• ASSIGNED TASK: Only the lines running from the line with "tag=hat band" to the end of the records below belong in the answer, each copied exactly.

• TASK INPUTS:
══════
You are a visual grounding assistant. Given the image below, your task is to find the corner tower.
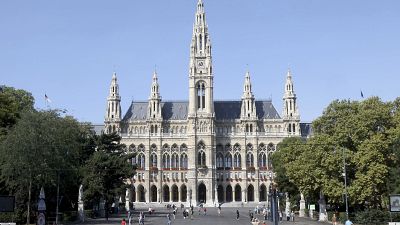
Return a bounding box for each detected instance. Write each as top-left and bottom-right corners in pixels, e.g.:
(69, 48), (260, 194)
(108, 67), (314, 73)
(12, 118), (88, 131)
(282, 69), (300, 135)
(105, 72), (121, 134)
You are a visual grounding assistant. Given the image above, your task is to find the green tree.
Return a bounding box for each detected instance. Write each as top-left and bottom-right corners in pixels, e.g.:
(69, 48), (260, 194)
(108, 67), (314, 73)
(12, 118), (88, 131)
(82, 132), (134, 218)
(283, 97), (398, 210)
(0, 86), (34, 137)
(0, 110), (92, 224)
(271, 137), (304, 205)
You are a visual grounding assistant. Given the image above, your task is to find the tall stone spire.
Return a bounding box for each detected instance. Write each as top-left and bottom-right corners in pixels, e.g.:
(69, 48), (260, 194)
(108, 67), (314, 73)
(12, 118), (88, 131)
(240, 71), (257, 133)
(283, 69), (300, 135)
(105, 72), (121, 134)
(241, 71), (257, 119)
(188, 0), (214, 116)
(148, 70), (162, 120)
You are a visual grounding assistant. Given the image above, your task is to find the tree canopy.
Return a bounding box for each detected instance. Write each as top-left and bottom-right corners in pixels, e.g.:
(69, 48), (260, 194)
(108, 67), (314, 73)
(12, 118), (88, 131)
(273, 97), (400, 210)
(82, 132), (135, 208)
(0, 109), (93, 223)
(0, 86), (34, 137)
(0, 86), (135, 223)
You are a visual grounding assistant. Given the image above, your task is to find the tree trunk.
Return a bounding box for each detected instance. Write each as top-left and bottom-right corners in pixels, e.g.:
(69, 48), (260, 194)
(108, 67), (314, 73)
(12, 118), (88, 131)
(27, 176), (32, 225)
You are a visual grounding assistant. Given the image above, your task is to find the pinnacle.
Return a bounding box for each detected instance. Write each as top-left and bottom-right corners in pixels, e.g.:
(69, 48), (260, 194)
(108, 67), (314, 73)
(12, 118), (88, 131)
(152, 70), (158, 80)
(245, 71), (250, 79)
(287, 69), (292, 78)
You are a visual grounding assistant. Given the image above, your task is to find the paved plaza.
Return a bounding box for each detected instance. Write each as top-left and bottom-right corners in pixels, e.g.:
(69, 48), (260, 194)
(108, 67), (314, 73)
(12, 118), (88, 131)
(78, 207), (329, 225)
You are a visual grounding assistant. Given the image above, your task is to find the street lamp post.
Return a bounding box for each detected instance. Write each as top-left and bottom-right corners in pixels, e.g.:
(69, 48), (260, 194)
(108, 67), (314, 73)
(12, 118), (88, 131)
(342, 147), (349, 220)
(189, 188), (192, 207)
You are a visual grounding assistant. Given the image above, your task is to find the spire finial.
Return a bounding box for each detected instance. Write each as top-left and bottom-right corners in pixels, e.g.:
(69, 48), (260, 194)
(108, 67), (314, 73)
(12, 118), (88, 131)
(245, 70), (250, 79)
(287, 68), (292, 78)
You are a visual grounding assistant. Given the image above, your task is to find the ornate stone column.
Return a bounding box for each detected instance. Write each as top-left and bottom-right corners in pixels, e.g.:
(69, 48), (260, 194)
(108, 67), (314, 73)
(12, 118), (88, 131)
(285, 192), (291, 219)
(299, 193), (306, 217)
(78, 185), (85, 222)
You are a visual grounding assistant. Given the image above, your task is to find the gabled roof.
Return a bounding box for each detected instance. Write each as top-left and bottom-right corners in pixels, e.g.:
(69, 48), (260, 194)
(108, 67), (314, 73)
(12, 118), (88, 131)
(122, 100), (281, 122)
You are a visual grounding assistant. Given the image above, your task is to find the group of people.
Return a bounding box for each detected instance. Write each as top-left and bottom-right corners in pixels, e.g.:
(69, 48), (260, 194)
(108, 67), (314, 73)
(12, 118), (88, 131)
(286, 211), (295, 221)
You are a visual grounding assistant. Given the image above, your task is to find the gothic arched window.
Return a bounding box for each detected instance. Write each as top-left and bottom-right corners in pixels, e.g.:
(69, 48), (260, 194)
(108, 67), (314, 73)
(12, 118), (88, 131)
(171, 153), (179, 169)
(197, 142), (206, 166)
(234, 152), (241, 168)
(180, 153), (188, 169)
(225, 153), (232, 169)
(198, 151), (206, 166)
(197, 82), (206, 110)
(162, 153), (170, 169)
(246, 152), (254, 168)
(258, 152), (267, 168)
(216, 153), (224, 169)
(150, 153), (157, 168)
(137, 153), (145, 170)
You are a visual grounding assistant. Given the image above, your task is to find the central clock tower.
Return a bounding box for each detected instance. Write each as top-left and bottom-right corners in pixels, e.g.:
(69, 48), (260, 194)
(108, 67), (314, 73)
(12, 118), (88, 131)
(188, 0), (213, 117)
(187, 0), (216, 206)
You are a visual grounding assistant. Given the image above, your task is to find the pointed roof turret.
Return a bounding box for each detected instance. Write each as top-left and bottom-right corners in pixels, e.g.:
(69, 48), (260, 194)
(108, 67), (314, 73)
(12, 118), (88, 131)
(284, 68), (296, 98)
(191, 0), (210, 55)
(150, 70), (161, 100)
(242, 71), (254, 99)
(282, 69), (300, 135)
(148, 70), (162, 120)
(241, 71), (257, 120)
(196, 0), (205, 23)
(108, 72), (120, 99)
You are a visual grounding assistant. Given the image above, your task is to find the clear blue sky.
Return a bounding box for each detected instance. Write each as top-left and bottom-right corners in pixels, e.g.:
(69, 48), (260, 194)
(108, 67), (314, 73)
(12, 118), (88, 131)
(1, 0), (399, 123)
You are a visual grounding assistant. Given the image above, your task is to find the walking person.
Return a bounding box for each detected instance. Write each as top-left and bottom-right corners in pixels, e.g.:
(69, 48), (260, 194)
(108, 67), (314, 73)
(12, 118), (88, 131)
(167, 213), (172, 225)
(218, 205), (221, 216)
(236, 209), (240, 220)
(121, 218), (126, 225)
(203, 207), (207, 215)
(173, 209), (176, 219)
(249, 211), (254, 222)
(332, 213), (337, 225)
(139, 212), (145, 225)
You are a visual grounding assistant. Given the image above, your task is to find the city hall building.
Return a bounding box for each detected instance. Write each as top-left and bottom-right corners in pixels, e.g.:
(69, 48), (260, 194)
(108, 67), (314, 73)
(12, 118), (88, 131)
(103, 0), (310, 206)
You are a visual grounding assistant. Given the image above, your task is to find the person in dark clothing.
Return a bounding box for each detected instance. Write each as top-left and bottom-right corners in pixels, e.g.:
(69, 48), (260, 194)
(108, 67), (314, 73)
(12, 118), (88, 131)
(236, 209), (240, 220)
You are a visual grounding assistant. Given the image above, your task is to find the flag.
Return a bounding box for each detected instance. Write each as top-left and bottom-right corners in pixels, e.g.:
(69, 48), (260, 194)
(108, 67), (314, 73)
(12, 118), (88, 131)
(361, 90), (364, 98)
(45, 94), (52, 103)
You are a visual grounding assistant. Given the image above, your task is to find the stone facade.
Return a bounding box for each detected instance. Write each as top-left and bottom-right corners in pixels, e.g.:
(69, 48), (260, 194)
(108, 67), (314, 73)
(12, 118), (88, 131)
(103, 0), (310, 207)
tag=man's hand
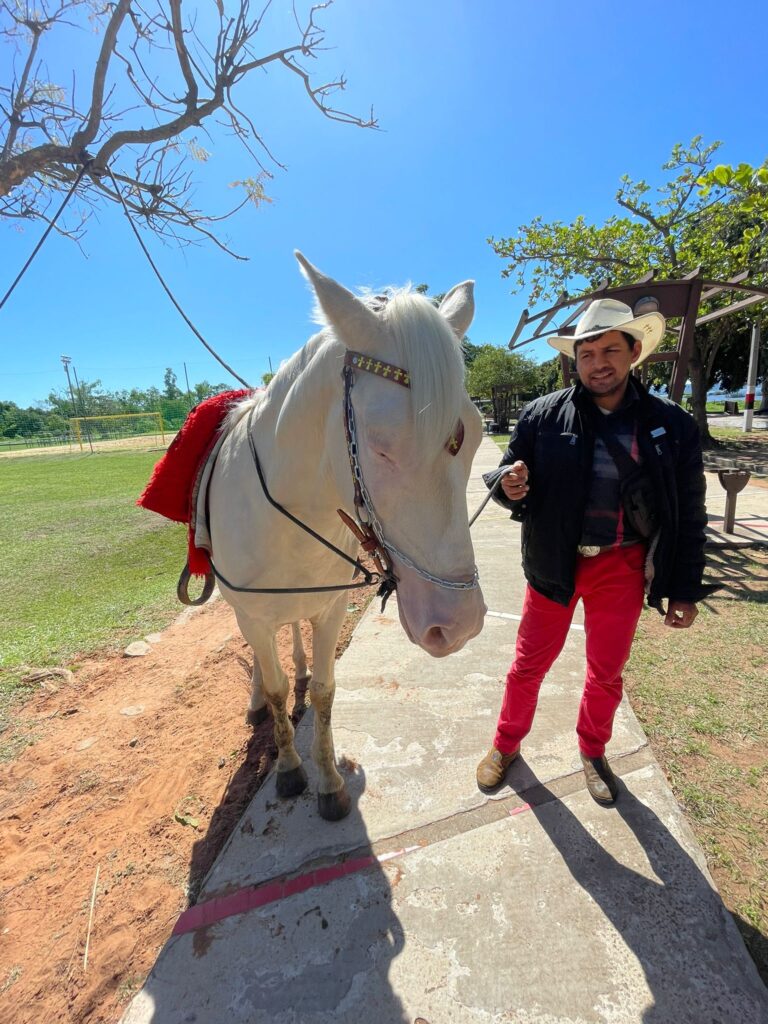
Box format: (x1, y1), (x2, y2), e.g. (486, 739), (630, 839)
(501, 460), (529, 502)
(664, 601), (698, 629)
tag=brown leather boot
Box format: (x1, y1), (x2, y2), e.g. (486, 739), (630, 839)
(580, 753), (619, 805)
(476, 746), (520, 793)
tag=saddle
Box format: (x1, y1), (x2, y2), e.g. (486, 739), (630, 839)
(137, 389), (251, 576)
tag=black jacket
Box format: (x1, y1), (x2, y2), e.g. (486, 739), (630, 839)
(484, 380), (717, 611)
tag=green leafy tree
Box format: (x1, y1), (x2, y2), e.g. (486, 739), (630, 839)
(192, 381), (230, 402)
(163, 368), (183, 401)
(466, 345), (540, 399)
(5, 371), (240, 440)
(489, 138), (768, 445)
(534, 355), (563, 395)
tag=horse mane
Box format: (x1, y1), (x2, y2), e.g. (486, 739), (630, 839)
(225, 287), (467, 455)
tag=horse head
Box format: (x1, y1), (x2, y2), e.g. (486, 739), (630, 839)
(296, 253), (487, 657)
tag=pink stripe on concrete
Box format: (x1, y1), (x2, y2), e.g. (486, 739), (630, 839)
(172, 847), (419, 937)
(508, 803), (532, 817)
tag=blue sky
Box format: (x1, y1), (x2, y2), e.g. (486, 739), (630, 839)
(3, 0), (768, 407)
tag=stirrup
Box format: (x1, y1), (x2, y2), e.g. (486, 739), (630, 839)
(176, 561), (215, 606)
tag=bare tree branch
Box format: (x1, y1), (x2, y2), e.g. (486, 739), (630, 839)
(0, 0), (377, 249)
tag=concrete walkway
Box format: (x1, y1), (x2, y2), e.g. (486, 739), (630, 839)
(703, 471), (768, 547)
(122, 438), (768, 1024)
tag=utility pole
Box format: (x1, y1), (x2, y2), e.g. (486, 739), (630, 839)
(183, 361), (194, 410)
(60, 355), (78, 417)
(70, 361), (94, 453)
(743, 320), (761, 434)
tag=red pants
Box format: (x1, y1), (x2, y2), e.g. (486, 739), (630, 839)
(494, 544), (646, 759)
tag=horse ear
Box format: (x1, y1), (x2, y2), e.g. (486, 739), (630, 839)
(295, 251), (385, 352)
(438, 281), (475, 339)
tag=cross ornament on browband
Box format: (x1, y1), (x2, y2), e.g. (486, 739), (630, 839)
(343, 350), (464, 456)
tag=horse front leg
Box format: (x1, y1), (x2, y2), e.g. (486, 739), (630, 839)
(249, 624), (309, 726)
(235, 614), (308, 799)
(245, 657), (269, 727)
(291, 622), (310, 683)
(310, 595), (352, 821)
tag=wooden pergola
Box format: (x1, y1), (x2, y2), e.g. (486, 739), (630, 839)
(508, 269), (768, 404)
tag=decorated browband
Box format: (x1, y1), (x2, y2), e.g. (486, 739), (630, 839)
(344, 350), (464, 456)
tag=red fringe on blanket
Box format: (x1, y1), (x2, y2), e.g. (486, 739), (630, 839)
(137, 389), (251, 575)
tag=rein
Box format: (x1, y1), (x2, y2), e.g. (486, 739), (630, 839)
(204, 406), (395, 602)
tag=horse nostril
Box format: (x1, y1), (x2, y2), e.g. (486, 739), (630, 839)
(424, 625), (456, 653)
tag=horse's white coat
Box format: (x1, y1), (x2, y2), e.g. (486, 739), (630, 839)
(208, 255), (486, 818)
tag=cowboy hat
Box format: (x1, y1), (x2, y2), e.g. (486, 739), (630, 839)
(547, 298), (665, 367)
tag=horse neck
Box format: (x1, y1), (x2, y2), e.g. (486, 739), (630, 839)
(249, 336), (350, 515)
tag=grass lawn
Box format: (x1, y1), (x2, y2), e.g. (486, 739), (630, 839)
(489, 432), (768, 980)
(625, 547), (768, 980)
(0, 450), (186, 695)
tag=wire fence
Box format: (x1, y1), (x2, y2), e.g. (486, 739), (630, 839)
(0, 433), (72, 452)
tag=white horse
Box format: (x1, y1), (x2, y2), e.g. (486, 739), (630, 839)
(206, 254), (486, 820)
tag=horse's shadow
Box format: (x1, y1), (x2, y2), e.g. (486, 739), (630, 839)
(507, 758), (767, 1022)
(126, 743), (410, 1024)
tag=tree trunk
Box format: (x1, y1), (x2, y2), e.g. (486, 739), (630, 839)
(757, 369), (768, 415)
(687, 351), (715, 448)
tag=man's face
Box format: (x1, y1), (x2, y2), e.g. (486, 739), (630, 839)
(575, 330), (643, 398)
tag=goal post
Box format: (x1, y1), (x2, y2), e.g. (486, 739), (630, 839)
(69, 412), (166, 452)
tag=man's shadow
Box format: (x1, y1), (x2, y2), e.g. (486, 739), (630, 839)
(124, 752), (411, 1024)
(505, 758), (768, 1023)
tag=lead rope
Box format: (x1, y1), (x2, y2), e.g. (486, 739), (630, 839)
(468, 466), (515, 527)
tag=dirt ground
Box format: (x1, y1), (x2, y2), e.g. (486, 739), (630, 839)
(0, 593), (373, 1024)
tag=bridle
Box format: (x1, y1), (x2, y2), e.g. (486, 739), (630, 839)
(180, 346), (480, 606)
(340, 350), (478, 594)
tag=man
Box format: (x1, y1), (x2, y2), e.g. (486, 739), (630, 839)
(476, 297), (715, 805)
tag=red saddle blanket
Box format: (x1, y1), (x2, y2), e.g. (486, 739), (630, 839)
(137, 389), (251, 574)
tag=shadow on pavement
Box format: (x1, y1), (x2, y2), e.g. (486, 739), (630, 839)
(183, 669), (312, 904)
(124, 764), (410, 1024)
(702, 547), (768, 605)
(507, 759), (768, 1022)
(733, 913), (768, 987)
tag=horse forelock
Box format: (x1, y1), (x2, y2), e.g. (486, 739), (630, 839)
(306, 284), (466, 454)
(381, 291), (466, 455)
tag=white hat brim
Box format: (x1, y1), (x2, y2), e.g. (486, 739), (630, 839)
(547, 312), (665, 367)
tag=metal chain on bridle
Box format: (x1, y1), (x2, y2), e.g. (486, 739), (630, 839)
(341, 352), (478, 592)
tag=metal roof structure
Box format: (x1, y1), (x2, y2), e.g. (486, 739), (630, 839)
(508, 269), (768, 403)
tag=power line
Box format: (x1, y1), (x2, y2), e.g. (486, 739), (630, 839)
(0, 163), (91, 313)
(105, 166), (251, 389)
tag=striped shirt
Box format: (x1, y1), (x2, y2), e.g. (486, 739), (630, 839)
(580, 387), (643, 549)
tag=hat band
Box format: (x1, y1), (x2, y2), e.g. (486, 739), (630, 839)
(585, 321), (630, 333)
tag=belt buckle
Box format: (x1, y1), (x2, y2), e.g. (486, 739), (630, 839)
(578, 545), (602, 558)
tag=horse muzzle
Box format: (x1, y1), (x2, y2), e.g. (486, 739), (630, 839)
══════
• TASK OUTPUT:
tag=hat band
Box format: (x1, y1), (x2, y2), e.g. (486, 739), (630, 839)
(585, 321), (630, 333)
tag=belt buckle
Box format: (x1, y1), (x2, y2), e.g. (486, 739), (630, 839)
(578, 545), (602, 558)
tag=horse muzzle
Box format: (x1, y1), (x2, y2), e.g. (486, 739), (630, 839)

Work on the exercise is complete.